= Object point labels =
################
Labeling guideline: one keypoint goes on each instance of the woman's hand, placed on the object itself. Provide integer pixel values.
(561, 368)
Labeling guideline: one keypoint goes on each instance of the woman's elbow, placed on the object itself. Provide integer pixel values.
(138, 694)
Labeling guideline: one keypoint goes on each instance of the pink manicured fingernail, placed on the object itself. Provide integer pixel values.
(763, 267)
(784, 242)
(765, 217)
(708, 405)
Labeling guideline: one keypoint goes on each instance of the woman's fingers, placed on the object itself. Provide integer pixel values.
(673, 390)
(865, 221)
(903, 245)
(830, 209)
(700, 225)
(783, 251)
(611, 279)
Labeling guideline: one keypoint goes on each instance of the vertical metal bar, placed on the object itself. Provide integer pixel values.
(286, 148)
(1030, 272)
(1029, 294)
################
= GIVEN REQUEST =
Format the lines above as a numbered list, leaving out any blank lines.

= FINISHED TASK =
1. Labeling guideline: one keypoint goes on each instance of the woman's hand, placed on the object itself. Provide integer pixel values.
2. (561, 368)
3. Labeling guideline: one keypoint goes on each instance of the woman's elbow, placed on the object itself. Provide integer pixel values.
4. (138, 694)
5. Labeling guideline: one keypoint goes on each instance of the pink manicured fingernail, placed on the object itself. Provide integer pixel values.
6. (763, 267)
7. (784, 242)
8. (765, 217)
9. (708, 405)
10. Labeling guideline: one keypoint goes on each instance of the woman's fingers, placed on the object itself. Provide integer pixel values.
11. (673, 390)
12. (865, 221)
13. (903, 245)
14. (830, 209)
15. (700, 225)
16. (783, 251)
17. (611, 279)
18. Labeling guideline: one keypoint goes on each instance of the vertical metal bar, placed on the object itself. Provide integer pixel values.
19. (286, 148)
20. (1030, 272)
21. (1029, 294)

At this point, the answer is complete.